Substitute "marker" for every "keypoint" in the stretch from the line containing "Check that each instance of the ny logo on jersey" through the end of the items, leaving everything else unchanged. Give back only those lines.

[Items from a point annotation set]
■ ■ ■

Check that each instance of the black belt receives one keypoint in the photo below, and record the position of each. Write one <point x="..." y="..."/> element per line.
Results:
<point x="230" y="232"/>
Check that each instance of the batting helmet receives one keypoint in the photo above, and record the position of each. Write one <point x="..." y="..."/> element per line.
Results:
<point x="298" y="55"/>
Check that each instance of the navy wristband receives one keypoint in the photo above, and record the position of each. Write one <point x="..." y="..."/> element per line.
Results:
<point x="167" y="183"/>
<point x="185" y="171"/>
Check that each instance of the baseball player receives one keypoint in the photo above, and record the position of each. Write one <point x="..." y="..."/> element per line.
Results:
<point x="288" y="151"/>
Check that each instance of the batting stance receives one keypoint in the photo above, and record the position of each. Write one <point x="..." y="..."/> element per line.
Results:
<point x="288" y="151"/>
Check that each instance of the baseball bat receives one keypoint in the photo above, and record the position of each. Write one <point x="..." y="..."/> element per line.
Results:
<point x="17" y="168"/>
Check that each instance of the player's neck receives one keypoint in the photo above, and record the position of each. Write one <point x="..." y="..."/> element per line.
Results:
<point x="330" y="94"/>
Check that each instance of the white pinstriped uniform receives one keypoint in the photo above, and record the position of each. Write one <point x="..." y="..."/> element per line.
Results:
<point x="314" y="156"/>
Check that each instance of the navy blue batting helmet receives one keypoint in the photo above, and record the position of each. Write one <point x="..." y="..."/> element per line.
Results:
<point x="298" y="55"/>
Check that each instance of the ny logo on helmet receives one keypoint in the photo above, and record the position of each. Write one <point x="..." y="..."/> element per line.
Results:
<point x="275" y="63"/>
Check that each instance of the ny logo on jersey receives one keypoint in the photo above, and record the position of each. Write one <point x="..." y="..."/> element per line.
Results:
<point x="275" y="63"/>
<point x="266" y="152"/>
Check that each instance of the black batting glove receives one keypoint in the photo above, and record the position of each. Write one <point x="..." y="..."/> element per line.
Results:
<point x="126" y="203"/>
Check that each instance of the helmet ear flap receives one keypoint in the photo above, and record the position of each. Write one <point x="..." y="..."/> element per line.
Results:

■ ■ ■

▸ RESPONSE BELOW
Check that each instance of the ny logo on jersey receives one marker in the photo above, and record the position of each. Write one <point x="..." y="..."/> element per line.
Results:
<point x="275" y="63"/>
<point x="266" y="152"/>
Check that each instance of the black batting glove receives one marker in the photo above, and record the position of each. Write one <point x="..." y="..."/> element per line.
Results:
<point x="126" y="203"/>
Check that each instance of the helmet ear flap receives one marker in the photo above, and record the position of each. Write one <point x="..." y="..."/> element per line.
Results:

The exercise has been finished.